Given entries:
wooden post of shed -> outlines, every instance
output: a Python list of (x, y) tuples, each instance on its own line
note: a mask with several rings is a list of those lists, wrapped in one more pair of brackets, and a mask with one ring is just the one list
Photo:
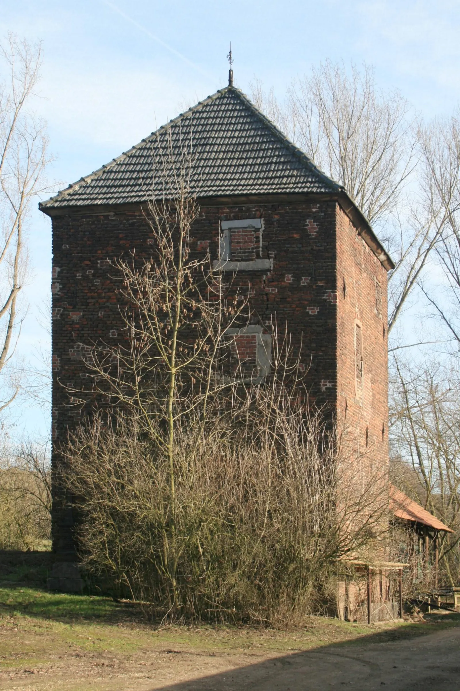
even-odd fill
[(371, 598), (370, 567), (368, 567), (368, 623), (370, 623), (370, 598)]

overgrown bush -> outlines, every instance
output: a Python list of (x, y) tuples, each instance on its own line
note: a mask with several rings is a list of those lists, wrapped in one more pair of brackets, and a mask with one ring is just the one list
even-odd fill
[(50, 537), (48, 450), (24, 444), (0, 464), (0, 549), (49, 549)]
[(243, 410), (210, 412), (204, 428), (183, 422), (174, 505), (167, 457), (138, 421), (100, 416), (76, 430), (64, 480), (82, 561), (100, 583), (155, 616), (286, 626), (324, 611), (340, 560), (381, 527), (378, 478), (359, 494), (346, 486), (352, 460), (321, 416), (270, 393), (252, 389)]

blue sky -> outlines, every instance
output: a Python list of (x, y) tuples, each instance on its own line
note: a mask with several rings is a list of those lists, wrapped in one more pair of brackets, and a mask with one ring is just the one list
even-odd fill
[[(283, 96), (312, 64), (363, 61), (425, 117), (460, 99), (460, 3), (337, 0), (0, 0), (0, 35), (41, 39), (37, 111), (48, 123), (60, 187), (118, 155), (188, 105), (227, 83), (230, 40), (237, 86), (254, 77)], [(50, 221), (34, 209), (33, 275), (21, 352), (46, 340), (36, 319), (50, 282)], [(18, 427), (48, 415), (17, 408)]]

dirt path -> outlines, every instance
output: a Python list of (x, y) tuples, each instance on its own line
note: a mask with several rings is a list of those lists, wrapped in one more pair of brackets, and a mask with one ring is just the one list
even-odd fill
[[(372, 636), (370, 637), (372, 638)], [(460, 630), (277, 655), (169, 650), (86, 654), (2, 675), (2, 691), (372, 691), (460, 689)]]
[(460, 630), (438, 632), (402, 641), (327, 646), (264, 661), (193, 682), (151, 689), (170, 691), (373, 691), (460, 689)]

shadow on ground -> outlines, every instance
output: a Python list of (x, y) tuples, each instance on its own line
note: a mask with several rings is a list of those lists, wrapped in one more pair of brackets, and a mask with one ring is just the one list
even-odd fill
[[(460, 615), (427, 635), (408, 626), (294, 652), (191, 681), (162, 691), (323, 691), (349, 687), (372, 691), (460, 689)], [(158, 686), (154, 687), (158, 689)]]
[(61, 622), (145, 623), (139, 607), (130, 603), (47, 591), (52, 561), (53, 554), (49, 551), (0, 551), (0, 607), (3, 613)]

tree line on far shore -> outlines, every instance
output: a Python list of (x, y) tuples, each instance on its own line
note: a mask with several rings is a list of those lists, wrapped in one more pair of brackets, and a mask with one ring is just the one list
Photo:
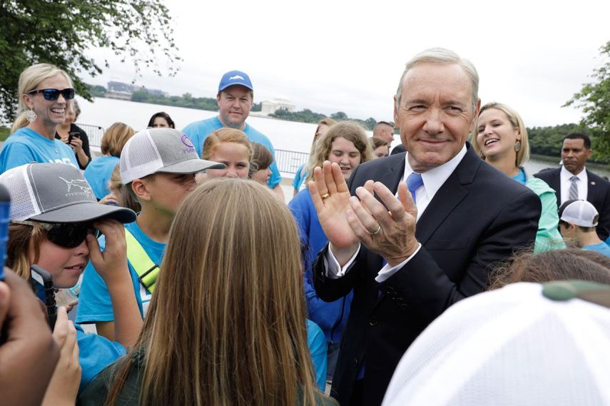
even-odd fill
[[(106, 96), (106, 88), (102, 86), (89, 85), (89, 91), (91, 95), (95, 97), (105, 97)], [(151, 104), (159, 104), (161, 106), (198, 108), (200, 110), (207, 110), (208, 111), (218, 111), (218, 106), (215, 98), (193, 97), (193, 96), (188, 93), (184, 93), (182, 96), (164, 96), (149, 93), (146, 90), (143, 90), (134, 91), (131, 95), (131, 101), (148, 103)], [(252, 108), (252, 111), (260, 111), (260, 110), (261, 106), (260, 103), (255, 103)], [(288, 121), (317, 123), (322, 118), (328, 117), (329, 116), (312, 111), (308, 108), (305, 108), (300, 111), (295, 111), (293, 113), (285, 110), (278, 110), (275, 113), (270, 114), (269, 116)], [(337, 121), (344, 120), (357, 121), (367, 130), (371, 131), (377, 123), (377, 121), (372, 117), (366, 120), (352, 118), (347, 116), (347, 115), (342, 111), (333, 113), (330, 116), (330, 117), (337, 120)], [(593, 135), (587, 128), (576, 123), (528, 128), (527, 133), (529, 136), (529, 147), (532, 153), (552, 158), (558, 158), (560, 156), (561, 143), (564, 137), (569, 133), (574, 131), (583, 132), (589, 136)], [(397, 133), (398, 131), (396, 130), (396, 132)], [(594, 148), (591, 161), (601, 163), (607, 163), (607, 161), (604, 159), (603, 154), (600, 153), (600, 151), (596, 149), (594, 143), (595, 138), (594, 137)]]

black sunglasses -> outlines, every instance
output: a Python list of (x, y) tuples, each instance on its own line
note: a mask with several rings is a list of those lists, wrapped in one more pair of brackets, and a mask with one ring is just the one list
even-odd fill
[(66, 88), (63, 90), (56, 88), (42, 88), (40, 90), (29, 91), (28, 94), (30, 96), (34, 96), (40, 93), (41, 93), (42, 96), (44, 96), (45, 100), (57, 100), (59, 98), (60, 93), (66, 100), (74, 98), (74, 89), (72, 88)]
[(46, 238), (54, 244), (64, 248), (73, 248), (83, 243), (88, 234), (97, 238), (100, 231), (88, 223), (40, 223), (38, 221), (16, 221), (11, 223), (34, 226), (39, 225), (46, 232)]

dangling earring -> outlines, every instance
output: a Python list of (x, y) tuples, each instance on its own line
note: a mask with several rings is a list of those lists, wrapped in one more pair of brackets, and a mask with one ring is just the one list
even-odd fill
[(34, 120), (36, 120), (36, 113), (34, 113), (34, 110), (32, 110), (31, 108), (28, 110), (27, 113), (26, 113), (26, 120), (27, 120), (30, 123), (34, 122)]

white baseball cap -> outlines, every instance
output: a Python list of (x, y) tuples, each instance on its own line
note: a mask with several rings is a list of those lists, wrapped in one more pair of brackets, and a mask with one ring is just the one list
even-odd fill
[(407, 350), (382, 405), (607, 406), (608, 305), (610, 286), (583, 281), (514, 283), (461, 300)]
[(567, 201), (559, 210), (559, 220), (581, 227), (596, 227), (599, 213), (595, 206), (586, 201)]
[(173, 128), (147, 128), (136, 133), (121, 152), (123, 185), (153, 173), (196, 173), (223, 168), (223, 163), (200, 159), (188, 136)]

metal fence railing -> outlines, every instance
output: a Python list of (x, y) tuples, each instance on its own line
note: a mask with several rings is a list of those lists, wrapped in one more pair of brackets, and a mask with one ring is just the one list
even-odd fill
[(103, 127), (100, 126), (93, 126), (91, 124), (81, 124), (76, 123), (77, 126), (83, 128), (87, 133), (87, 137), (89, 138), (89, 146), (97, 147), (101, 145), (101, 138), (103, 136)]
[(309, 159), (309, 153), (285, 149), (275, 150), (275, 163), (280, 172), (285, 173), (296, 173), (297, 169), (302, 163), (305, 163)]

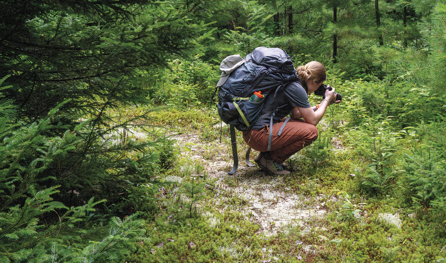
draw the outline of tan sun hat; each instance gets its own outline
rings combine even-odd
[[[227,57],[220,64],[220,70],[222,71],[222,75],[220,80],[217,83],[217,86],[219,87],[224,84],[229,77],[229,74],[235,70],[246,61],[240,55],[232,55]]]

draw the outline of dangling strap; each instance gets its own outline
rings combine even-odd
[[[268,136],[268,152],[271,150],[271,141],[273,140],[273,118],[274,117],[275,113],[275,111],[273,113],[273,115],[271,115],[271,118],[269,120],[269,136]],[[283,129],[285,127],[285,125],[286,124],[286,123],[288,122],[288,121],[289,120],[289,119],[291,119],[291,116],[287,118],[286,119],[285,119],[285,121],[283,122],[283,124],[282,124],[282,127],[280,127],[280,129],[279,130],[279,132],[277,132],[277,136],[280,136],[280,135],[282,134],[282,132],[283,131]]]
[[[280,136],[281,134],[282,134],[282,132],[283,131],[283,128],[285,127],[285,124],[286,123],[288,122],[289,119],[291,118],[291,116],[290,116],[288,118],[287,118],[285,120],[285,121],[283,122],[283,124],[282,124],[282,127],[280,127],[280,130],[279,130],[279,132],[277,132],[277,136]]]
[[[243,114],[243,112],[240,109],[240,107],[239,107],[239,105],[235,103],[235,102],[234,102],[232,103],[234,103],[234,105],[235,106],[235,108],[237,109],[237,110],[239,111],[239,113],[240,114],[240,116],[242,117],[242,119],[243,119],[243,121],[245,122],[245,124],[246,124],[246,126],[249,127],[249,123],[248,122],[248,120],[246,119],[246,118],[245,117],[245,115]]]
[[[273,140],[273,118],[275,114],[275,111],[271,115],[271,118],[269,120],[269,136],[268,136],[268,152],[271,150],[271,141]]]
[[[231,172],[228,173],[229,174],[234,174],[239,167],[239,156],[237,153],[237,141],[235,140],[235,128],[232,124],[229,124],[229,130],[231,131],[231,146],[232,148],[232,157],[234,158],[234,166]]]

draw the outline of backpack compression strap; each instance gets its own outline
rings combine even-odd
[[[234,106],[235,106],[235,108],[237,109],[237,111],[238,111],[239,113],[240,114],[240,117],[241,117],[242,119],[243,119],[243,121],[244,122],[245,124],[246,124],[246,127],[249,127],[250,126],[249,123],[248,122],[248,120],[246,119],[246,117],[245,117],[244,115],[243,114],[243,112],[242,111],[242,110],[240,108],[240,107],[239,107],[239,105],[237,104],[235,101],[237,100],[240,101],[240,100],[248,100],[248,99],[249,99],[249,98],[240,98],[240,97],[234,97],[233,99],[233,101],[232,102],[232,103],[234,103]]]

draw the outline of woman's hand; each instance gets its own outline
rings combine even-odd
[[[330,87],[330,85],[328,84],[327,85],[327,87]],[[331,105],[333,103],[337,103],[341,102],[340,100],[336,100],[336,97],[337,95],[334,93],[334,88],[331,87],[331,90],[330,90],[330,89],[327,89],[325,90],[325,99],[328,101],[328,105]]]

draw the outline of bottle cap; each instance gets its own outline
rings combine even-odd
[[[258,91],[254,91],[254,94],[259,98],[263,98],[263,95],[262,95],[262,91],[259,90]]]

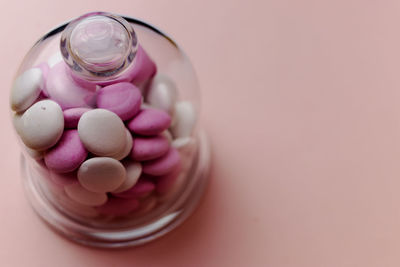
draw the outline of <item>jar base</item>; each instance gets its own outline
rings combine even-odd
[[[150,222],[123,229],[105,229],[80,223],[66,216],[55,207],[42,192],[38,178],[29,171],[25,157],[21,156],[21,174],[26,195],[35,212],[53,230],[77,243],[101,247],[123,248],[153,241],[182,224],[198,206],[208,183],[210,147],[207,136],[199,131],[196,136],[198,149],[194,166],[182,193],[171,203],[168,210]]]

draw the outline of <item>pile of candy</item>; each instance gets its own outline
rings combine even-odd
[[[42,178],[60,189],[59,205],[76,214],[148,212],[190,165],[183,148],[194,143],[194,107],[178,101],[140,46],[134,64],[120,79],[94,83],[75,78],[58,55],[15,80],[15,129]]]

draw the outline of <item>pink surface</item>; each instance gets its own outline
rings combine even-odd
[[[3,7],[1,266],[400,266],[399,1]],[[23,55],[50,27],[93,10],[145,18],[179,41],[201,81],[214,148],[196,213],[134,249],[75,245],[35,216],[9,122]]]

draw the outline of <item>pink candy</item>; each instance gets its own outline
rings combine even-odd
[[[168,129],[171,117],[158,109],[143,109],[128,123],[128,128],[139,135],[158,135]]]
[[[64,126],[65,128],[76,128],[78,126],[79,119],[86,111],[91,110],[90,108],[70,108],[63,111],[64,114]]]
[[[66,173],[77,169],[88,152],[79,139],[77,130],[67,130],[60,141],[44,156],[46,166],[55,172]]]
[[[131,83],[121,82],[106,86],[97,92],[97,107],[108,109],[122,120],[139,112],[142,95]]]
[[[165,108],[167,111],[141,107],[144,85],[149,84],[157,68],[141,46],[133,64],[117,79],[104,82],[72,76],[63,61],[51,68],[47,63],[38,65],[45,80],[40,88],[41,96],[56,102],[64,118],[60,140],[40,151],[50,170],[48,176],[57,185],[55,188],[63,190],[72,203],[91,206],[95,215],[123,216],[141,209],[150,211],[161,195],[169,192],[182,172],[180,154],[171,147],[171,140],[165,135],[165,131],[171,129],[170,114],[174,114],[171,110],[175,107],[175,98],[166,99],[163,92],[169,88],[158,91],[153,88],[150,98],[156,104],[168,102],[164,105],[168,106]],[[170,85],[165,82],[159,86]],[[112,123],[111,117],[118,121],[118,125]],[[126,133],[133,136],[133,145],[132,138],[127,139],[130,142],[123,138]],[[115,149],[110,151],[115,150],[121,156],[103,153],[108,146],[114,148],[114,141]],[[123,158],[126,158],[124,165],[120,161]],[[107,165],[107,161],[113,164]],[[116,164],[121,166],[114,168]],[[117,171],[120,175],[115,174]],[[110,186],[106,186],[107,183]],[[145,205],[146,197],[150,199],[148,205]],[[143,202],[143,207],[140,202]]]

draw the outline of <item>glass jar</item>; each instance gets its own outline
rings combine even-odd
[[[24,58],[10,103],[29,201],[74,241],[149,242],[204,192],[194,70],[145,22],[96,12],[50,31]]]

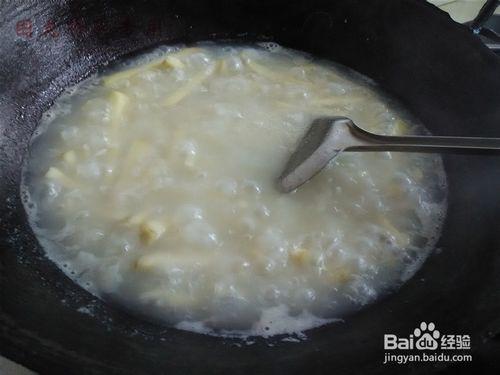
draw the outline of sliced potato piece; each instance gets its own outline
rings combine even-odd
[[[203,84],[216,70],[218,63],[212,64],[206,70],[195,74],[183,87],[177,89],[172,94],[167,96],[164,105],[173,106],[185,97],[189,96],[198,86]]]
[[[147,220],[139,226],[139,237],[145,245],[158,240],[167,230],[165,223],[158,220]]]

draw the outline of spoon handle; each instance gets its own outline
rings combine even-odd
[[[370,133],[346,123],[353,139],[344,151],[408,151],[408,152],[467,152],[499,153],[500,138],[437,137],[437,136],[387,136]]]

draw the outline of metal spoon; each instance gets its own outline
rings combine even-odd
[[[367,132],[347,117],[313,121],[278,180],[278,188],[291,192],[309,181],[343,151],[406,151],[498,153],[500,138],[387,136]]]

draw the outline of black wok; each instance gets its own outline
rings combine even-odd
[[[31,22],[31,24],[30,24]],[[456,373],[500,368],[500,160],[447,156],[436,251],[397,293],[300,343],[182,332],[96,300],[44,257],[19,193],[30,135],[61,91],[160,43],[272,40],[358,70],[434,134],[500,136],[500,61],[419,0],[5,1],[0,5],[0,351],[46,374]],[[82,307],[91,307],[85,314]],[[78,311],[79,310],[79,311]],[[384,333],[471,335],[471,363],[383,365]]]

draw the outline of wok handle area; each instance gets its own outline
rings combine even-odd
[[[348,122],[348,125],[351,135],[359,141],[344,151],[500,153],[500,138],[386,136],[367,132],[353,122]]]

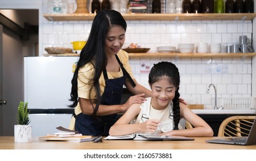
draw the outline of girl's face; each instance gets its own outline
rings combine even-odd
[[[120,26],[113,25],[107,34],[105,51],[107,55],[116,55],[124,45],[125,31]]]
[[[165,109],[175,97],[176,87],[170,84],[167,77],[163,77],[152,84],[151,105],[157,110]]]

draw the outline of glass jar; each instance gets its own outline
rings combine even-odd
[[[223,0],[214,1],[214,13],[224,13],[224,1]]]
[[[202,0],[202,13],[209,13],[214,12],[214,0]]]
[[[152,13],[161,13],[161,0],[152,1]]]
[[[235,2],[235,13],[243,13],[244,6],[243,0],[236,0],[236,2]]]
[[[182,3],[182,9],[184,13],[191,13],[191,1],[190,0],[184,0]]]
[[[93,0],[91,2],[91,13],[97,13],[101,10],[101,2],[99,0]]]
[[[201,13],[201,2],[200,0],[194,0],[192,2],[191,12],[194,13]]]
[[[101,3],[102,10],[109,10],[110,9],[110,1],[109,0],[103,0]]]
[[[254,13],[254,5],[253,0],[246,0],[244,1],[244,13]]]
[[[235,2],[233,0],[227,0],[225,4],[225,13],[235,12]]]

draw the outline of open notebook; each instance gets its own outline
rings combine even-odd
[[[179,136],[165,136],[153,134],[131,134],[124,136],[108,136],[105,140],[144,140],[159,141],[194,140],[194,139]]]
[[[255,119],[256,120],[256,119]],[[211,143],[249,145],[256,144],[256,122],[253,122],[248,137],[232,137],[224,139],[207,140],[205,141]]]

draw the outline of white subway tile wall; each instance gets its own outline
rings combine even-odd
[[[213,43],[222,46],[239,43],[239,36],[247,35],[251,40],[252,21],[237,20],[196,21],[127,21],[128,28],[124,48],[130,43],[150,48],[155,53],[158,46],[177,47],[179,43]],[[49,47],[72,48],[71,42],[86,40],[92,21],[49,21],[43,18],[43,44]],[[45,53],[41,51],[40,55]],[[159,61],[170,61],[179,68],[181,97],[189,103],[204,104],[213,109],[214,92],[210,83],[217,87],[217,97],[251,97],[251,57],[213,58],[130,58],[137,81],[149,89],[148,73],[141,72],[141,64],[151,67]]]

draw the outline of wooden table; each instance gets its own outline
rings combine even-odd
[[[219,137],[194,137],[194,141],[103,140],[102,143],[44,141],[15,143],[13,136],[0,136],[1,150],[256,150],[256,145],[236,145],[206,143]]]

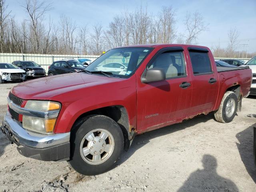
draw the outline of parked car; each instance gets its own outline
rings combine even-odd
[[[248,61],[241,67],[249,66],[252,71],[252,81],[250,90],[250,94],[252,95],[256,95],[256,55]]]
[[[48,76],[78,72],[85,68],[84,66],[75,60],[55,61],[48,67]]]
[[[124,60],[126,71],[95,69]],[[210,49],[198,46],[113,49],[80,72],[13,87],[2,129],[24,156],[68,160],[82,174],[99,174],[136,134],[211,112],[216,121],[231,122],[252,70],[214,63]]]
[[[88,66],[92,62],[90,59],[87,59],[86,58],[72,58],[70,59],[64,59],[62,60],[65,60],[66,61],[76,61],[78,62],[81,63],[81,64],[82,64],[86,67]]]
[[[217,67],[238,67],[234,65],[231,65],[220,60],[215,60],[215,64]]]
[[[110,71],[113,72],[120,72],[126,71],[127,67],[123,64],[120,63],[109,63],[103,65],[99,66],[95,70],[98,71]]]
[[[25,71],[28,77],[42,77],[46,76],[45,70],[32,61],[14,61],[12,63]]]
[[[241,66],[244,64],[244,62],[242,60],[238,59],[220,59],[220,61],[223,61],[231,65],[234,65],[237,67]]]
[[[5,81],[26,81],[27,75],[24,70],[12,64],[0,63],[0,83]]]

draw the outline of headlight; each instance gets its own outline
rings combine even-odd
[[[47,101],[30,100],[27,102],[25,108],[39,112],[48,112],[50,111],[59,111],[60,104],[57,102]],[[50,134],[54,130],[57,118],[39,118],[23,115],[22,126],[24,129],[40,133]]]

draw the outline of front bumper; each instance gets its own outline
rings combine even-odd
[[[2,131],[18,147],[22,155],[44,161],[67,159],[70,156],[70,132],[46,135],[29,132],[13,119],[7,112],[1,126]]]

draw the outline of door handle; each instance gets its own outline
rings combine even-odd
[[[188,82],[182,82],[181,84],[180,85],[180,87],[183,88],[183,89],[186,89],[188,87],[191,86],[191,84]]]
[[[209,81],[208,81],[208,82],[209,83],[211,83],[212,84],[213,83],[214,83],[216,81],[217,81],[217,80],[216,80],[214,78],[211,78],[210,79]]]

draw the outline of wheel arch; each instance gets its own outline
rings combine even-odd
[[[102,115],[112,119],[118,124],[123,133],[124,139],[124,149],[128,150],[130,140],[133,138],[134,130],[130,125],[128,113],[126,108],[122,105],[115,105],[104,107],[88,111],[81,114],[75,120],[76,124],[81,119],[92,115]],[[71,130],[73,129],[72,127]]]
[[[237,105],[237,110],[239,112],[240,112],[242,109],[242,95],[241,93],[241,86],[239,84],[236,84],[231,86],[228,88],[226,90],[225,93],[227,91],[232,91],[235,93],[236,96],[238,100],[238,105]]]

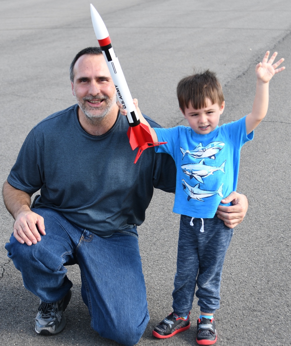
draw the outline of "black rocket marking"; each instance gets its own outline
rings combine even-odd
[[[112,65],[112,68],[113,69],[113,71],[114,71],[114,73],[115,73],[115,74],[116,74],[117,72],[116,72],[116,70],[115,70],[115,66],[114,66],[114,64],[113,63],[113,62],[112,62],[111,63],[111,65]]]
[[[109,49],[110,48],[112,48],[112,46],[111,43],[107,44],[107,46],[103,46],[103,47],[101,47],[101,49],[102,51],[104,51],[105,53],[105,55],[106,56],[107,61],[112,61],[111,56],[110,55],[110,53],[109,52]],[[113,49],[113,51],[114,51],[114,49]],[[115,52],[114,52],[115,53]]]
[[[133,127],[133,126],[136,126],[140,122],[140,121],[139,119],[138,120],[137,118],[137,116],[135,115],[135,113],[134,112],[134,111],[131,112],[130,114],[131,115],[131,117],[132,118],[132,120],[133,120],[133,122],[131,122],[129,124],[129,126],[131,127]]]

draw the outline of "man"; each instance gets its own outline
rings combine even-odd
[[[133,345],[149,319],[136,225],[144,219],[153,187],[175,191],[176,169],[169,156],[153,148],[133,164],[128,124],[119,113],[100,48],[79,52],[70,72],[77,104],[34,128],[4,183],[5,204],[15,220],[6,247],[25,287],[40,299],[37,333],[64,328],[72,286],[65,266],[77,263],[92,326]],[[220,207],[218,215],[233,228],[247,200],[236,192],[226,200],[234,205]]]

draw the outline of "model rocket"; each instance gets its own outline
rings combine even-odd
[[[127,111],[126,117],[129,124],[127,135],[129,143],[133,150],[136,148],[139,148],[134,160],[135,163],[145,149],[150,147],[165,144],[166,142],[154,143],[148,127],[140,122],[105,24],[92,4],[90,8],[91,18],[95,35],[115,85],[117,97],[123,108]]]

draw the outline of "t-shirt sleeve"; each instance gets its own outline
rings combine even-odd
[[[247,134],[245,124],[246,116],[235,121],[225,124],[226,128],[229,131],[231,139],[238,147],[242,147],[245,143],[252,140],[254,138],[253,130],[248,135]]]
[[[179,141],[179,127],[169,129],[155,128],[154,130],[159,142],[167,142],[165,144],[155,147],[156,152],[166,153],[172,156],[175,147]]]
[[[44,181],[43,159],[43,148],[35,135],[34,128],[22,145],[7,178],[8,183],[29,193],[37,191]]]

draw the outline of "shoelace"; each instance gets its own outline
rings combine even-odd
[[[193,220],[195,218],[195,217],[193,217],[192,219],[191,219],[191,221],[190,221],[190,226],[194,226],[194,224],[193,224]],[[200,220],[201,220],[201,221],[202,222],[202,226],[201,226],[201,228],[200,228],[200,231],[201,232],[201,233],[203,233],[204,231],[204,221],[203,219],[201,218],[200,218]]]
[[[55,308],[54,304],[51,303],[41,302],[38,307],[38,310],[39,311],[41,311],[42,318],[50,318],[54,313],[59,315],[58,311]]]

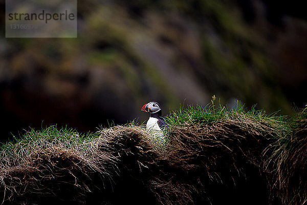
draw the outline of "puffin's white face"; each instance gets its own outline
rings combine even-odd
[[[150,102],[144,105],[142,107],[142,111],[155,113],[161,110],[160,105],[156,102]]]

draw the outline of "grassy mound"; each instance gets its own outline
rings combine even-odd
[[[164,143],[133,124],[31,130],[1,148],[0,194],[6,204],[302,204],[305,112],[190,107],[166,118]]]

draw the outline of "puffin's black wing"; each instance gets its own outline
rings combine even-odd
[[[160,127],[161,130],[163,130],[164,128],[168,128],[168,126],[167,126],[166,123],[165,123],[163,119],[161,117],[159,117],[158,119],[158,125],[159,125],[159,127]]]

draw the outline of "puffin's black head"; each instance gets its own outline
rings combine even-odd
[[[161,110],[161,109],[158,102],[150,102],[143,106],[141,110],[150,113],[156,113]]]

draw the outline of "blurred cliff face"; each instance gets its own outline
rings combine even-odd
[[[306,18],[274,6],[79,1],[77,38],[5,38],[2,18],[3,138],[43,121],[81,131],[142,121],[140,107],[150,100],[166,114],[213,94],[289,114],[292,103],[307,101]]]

Given request: Add 9 to every coordinate in the outlines, and write out again every line from the line with "dangling earring -> outlines, every instance" up to and including the line with "123), (34, 122)]". Give only that span, with all other text in it left unchanged.

Written solution:
dangling earring -> outlines, every instance
output: a Python list of (x, y) tuples, each instance on its own line
note: a mask with several rings is a list of those lists, wrapped in one more pair of brackets, and a mask with one ring is just the one list
even-odd fill
[(43, 129), (45, 129), (45, 122), (43, 122), (43, 119), (41, 119), (40, 117), (37, 119), (36, 122), (35, 122), (35, 129), (36, 129), (39, 132), (43, 131)]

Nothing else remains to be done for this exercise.